··· KUTIPAN HALAMAN

Akan tetapi tidak semua jenis getaran (panjang gelombang) Tenaga Dalam dapat diterima dan/atau dipancarkan oleh seseorang, karena hal ini ditentukan oleh kualitas masing-masing orang, yang merupakan ciri bawaan orang seorang. Karena itu berniat dan berdoalah secara khusyu’ sebelum setiap melakukan latihan SP-SN karena hal ini memang sangat perlu dilakukan. Dan selanjutnya berdzikirlah dalam jurus-jurus sekuat kemampuan konsentrasi kita agar kita dapat menyerap sebanyak mungkin getaran-getaran Tenaga Dalam di alam semesta karunia Allah bagi kita. Sedangkan mengenai apa yang akan kita peroleh dan seberapa banyak kita akan memperoleh kelebihan-kelebihan itu dari orang lain, sesungguhnya Allah yang menentukan. Karena itu berserah-dirilah kepadaNya, karena sesungguhnya Ia maha kuasa atas segala-galanya.
Demikianlah sedikit informasi tentang masalah listrik dalam tubuh manusia serta analisa sederhana yang berhubungan dengan teori yang mengatakan bahwa Tenaga Dalam adalah gelombang elektromagnetik dan bagaimana kaitannya dengan peristiwa faal dalam tubuh, sekiranya memang benar Tenaga Dalam itu berhubungan dengan masalah listrik dalam tubuh dengan medan elektromagnetiknya. Apakah memang demikian masalahnya? Entahlah, mudah-mudahan ada ahli-ahli bersangkutan yang berminat untuk membuktikannya. Tenaga Dalam menurut analisa Ilmu Faal (dari sudut Medis-Fisiologis) adalah : ketegaran, ketahanan dan vitalitas sel-sel tubuh, yang diperoleh melalui mekanisme pelatihan yang bersifat hypoxic-anaerobic dari Seni Pernafasan Satria Nusantara.

······
··· ISI KUMPULAN DATA

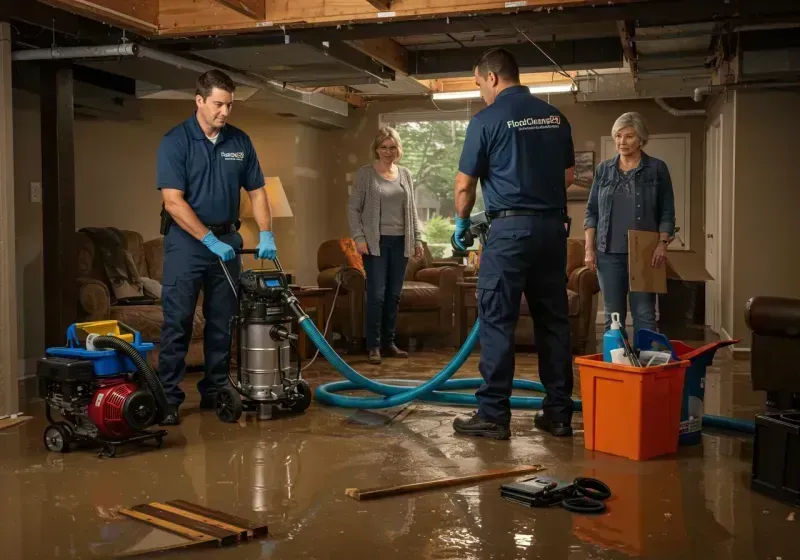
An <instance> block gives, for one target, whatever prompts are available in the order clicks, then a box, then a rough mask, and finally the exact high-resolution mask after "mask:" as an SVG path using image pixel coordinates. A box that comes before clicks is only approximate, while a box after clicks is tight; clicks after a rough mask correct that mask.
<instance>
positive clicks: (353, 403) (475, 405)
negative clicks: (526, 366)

······

▸ **URAIAN TUGAS**
Tuliskan lanjutan tulisan tentang Tenaga Dalam, dimulai tepat setelah kalimat terakhirnya. Materi ini tidak ada kaitannya dengan tulisan tentang Tenaga Dalam.

▸ **JAWABAN SOAL INI**
Dengan semakin tegar, tahan dan vitalnya sel-sel tubuh, maka kondisi bio-listrik setiap sel pun menjadi semakin kuat dan stabil. Demikianlah maka bermula dari adanya listrik di dalam tubuh yang memang secara ilmiah telah dapat dibuktikan keberadaannya, dapatlah kemudian “dikembangkan” Tenaga Dalam yang secara teoritis merupakan getaran (gelombang) elektromagnetik yang mempunyai sifat-sifat sebagaimana telah dikemukakan (dihipotesakan) tersebut di atas. Dengan semakin berlanjutnya latihan yang dilakukan, maka Tenaga Dalam yang dapat dikembangkan pun menjadi semakin kuat. Akan tetapi ada satu hal sangat penting yang selalu harus dilakukan dan karena itu tidak boleh dilupakan yaitu : niat dan konsentrasi, karena inilah yang akan menentukan kadar peningkatan Tenaga Dalam yang akan diperolehnya.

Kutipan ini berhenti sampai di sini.